Bruxelles, 28 avril.

Chers amis,

Nous traversons une crise.

Vous me demandez toute ma pensee, je pourrais me borner a ce seul mot: c'est la votre.

Ce qui me frappe, c'est a quel point nous sommes d'accord. Le public m'attribue dans le Rappel une participation que je n'ai pas, et m'en croit, sinon le redacteur, du moins l'inspirateur; vous savez mieux que personne a quel point j'ai dit la verite quand j'ai ecrit dans vos colonnes memes que j'etais un simple lecteur du Rappel et rien de plus. Eh bien, cette erreur du public a sa raison d'etre. Il y a, au fond, entre votre pensee et la mienne, entre votre appreciation et la mienne, entre votre conscience et la mienne, identite presque absolue. Permettez-moi de le constater et de m'en applaudir. Ainsi, dans l'heure decisive ou nous sommes, heure qui, si elle finit mal, pourrait etre irreparable, vous avez une pensee dominante que vous dites chaque matin dans le Rappel, la conciliation. Or, ce que vous ecrivez a Paris, je le pense a Bruxelles. La fin de la crise serait dans ce simple acces de sagesse: concessions mutuelles. Alors le denoument serait pacifique. Autrement il y aura guerre a outrance. On n'est pas quitte avec un probleme parce qu'on a sabre la solution.

J'ecrivais en avril 1869 les deux mots qui resoudraient les

complications d'avril 1871, et j'ajoute toutes les complications.

Ces deux mots, vous vous en souvenez, sont: Conciliation et

Reconciliation. Le premier pour les idees, le second pour les hommes.

Le salut serait la.

Comme vous je suis pour la Commune en principe, et contre la Commune dans l'application.

- - - - - - -

* _Consigne_:
Répondez brièvement à ces questions sur la lettre :
(a) De quelle ville et de quel jour la lettre est-elle datée ?
(b) Quelle pensée dominante le Rappel exprime-t-il chaque matin ?
(c) À quoi s'appliquent respectivement les mots « Conciliation » et « Reconciliation » ?

(Entrées de données extraites)
- - - - - - -

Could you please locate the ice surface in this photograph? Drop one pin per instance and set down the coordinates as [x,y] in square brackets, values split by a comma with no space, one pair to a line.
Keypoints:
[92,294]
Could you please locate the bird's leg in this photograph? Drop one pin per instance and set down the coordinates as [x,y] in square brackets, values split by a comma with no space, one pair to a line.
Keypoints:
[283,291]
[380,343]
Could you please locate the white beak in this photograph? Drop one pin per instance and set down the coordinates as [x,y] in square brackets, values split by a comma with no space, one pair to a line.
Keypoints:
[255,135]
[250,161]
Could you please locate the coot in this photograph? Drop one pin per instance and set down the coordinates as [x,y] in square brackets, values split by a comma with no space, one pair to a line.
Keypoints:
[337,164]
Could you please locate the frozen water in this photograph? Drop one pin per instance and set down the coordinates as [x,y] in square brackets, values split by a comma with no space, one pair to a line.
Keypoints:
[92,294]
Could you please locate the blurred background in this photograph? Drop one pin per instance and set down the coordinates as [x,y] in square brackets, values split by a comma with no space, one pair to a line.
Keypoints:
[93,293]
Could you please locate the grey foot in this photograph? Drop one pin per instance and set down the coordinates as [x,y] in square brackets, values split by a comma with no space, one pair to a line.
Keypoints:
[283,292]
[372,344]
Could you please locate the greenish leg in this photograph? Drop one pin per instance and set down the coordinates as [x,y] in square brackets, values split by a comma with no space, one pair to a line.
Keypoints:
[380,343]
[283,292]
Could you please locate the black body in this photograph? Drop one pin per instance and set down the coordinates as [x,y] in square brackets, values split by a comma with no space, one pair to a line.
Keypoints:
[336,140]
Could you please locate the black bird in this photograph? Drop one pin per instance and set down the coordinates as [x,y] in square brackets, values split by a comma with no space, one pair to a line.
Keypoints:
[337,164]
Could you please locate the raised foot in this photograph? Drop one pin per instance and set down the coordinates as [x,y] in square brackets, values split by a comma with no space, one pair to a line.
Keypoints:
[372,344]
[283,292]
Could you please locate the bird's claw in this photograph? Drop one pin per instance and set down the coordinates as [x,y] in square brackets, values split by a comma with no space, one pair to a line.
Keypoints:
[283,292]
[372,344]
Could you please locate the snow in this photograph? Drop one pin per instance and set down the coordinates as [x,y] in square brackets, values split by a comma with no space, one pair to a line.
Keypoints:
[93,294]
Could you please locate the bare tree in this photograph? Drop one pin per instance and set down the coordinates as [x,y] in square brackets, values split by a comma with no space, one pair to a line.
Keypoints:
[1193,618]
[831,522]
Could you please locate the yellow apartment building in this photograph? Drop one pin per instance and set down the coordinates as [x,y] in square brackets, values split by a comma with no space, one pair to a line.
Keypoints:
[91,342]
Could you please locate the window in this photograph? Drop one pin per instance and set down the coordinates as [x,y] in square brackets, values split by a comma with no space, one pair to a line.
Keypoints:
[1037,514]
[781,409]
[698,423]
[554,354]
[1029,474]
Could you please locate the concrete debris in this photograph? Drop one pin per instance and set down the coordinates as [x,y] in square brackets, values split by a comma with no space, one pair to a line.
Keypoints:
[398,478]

- - - - - - -

* _Réponse_:
(a) De Bruxelles, le 28 avril.
(b) La conciliation.
(c) « Conciliation » s'applique aux idées, « Reconciliation » aux hommes.